§ **TEXT SHOWN**
0

Greeting,

I have created a Spark 2.1.1 cluster in Amazon EC2 with instance type m4.large of 1 master and 5 slaves to start. My PostgreSQL 9.5 database (t2.large) has a table of over 2 billions rows and 7 column that I would like to process. I have followed the direction from Apache Spark website and other various sources on how to connect and process these data.

My problem is that Spark SQL performance is way slower than my database. My sql statement (see below in the code) takes about 21mins in PSQL, but Spark SQL take about 42 min to finish. My main goal is to measure the performance of PSQL vs Spark SQL and so far I am not getting the desire results. I would appreciate the help.

Thank you

I have tried increasing fetchSize from 10000 to 100000, caching the dataframe, increase numpartition to 100, set spark.sql.shuffle to 2000, double my cluster size, and use larger instance type and so far I have not seen any improvements.

val spark = SparkSession.builder()
                        .appName("Spark SQL")
                        .getOrCreate();
val jdbcDF = spark.read.format("jdbc")
                  .option("url", DBI_URL)
                  .option("driver", "org.postgresql.Driver")
                  .option("dbtable", "ghcn_all")
                  .option("fetchsize", 10000)
                  .load()
                  .createOrReplaceTempView("ghcn_all");

val sqlStatement = "SELECT ghcn_date, element_value/10.0 
FROM ghcn_all 
WHERE station_id = 'USW00094846' 
      AND (ghcn_date >= '2015-01-01' AND ghcn_date <= '2015-12-31') 
      AND qflag IS NULL 
      AND element_type = 'PRCP' 
ORDER BY ghcn_date";

val sqlDF = spark.sql(sqlStatement);

var start:Long = System.nanoTime;
val num_rows:Long = sqlDF.count();
var end:Long = System.nanoTime;
println("Total Row                : " + num_rows);
println("Total Collect Time Lapse : " + ((end - start) / 1000000) + " ms");
howie
  • 2,587
  • 3
  • 27
  • 43
catalino
  • 29
  • 1
  • 4

2 Answers2

2

There is no good reason for this code to ever run faster on Spark, than database alone. First of all it is not even distributed, as you made the same mistake as many before you and don't partition the data.

But it more important is that you actually load data from the database - as a result it has to do at least as much work (and in practice more), then send data over the network, then data has to parsed by Spark, and processed. You basically do way more work and expect things to be faster - that's not going to happen.

§ **TASKS AND EXERCISES**
1 > Can you reproduce the stretch of the Spark SQL thread from "I have created" through "process these data."?
2 > What does the Spark SQL thread state on each of these points?
(a) How long does the query take in PSQL, and how long in Spark SQL?
(b) What value is passed to the "fetchsize" option in the code?
(c) According to the reply, what mistake keeps the job from being distributed?

§ **RECORDED INFORMATION**
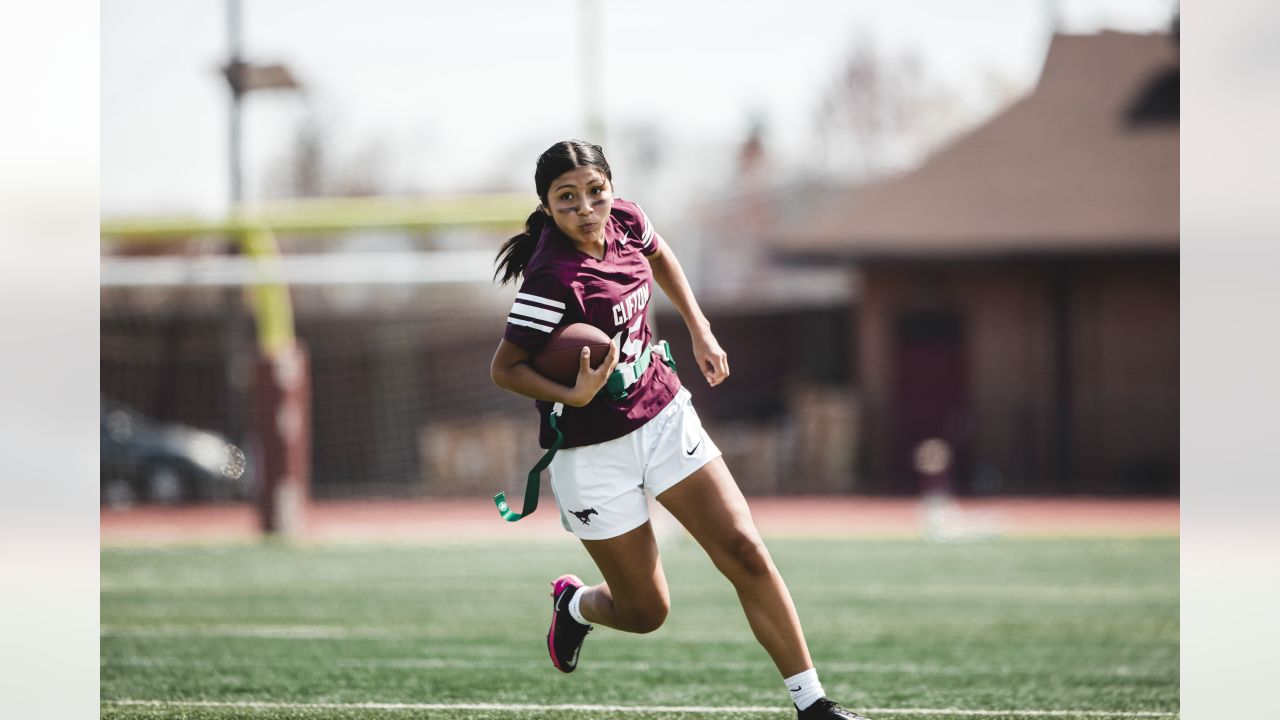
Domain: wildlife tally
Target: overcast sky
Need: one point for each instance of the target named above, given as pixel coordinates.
(462, 96)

§ **ANSWERS GIVEN**
1 >
I have created a Spark 2.1.1 cluster in Amazon EC2 with instance type m4.large of 1 master and 5 slaves to start. My PostgreSQL 9.5 database (t2.large) has a table of over 2 billions rows and 7 column that I would like to process. I have followed the direction from Apache Spark website and other various sources on how to connect and process these data.

2 >
(a) About 21 minutes in PSQL and about 42 minutes in Spark SQL.
(b) 10000.
(c) The data is not partitioned.